The role of a forensic nurse in the medical investigation

The following is an excerpt from an article that was published in the February 2014 issue of Servamus Magazine wherein they highlight the role a forensic nurse plays in the medical investigation.

The role of a forensic nurse in the medical investigation by Kotie Geldenhuys

Failure to preserve forensic evidence results in a low rate of conviction (Data and McQuoid-Mason, 2001). Trained doctors with the required experience in clinical forensic services are extremely scarce in South Africa, but trained forensic nurses will be able to assist and alleviate this shortage. The application of forensic nurses may be a major contribution towards victim empowerment in general and this action can contribute to an increased reporting rate of child abuse.

Most forensic nurses work at a hospital’s emergency room. A nurse is often the first person to talk to the patient/victim and the family; the first one to undress or help undress the patient/victim; and the first one to observe the types of trauma inflicted on a patient. Therefore, s/he plays an importnat role in the investigation of crime and the legal process in terms of victims of violence.

Any patient with liability-related traumatic injuries is considered a clinical forensic patient. The way in which emergency nurses handle forensic evidence can contribute to the success of a case in the courtroom. Considering the importance of the role of the emergency nurse, it seems vital that there be a forensic nurse present in all emergency rooms. However, there is currently a shortage of these highly skilled experts.

These nurses can continue with normal emergency work until a case of abuse requires their attention. For the purpose of this article, however, we assume that forensic nurses are present in every emergency room.

With the establishment of the special Sexual Offences Courts, the judicial system has addressed some of the crucial problem areas in terms of service delivery to victims. However, the Department of Health has to pursue the same objectives of specially trained and accredited health workers rendering services in specialised units around the country. Dr Tromp Els, from the North West Department of Health, is of the opinion that if adequately trained nurses were deployed and the courts acknowledged their expertise, this would be a major achievement.

What is forensic nursing?

Contrary to popular belief, forensic nurses do not spend their days working with corpses, nor is their work limited to assisting rape victims. Forensic nurses also work with other types of interpersonal abuse, such as domestic violence, child and elderly abuse, neglect and physiological as well as psychological abuse. They can even assist and examine victims of near-fatal or fatal traumas, such as shooting or stabbing incidents.

Forensic nursing provides an exploration of the forensic aspects of health care, which include: principles and philosophies of the forensic sciences; structure and function of institutions of legal medicine; forensic psychopathology; signs and legal aspects of death; certification of death; bioethics; victimology; traumatology; sexual and domestic violence; medicolegal documentation; and rules of evidence.

The application of forensic science to nursing reveals a wider role in the investigation of crime and in the legal process, and that role has been recognised as a great asset in the evaluation of injury and death. In simple terms, forensic nursing means the application of the nursing process to public or legal proceedings. It is the application of the forensic aspects of health care to the scientific investigation of trauma (Lynch, 1995).

* **PROVIDED DATA**:
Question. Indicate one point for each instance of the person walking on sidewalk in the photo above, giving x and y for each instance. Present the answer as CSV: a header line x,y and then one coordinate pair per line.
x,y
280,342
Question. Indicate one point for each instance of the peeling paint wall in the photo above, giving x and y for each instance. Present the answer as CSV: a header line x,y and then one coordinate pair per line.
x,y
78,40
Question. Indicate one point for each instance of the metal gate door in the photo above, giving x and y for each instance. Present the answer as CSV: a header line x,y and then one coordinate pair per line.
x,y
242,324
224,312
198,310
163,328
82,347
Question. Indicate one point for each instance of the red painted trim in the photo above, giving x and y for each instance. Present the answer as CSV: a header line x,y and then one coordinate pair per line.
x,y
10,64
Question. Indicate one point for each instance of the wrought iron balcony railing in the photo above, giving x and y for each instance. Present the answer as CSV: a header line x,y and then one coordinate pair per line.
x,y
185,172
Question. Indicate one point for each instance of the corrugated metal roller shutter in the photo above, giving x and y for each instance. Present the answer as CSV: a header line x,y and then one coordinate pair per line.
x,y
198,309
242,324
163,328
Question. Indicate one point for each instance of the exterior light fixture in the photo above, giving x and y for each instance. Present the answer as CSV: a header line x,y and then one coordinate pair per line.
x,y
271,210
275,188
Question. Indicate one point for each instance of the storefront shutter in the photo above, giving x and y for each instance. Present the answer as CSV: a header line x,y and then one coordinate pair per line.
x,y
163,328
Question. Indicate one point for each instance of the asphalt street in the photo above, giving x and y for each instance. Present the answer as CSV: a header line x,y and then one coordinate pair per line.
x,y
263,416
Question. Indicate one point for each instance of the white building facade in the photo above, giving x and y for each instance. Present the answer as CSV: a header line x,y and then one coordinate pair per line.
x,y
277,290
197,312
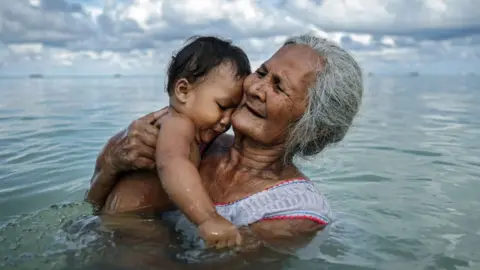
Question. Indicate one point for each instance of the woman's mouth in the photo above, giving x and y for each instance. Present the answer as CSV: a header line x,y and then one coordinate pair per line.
x,y
255,112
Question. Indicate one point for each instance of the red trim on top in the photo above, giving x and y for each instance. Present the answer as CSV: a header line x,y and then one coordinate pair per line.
x,y
317,220
265,189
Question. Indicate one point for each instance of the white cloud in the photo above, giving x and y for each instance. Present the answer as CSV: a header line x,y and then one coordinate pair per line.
x,y
139,35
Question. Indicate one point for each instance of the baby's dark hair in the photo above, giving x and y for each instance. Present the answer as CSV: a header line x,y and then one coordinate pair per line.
x,y
200,55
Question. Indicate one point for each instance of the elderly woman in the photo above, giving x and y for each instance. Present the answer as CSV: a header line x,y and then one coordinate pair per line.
x,y
298,102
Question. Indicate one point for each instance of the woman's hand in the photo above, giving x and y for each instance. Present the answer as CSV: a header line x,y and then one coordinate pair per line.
x,y
134,148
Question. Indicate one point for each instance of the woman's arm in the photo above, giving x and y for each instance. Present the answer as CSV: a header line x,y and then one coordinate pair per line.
x,y
131,149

* **EXERCISE AIM**:
Answer these from the forensic nursing article:
(a) Where do most forensic nurses work?
(b) Which department is Dr Tromp Els from?
(c) What does failure to preserve forensic evidence result in?

* **RESPONSE TO THE EXERCISE**:
(a) A hospital's emergency room.
(b) The North West Department of Health.
(c) A low rate of conviction.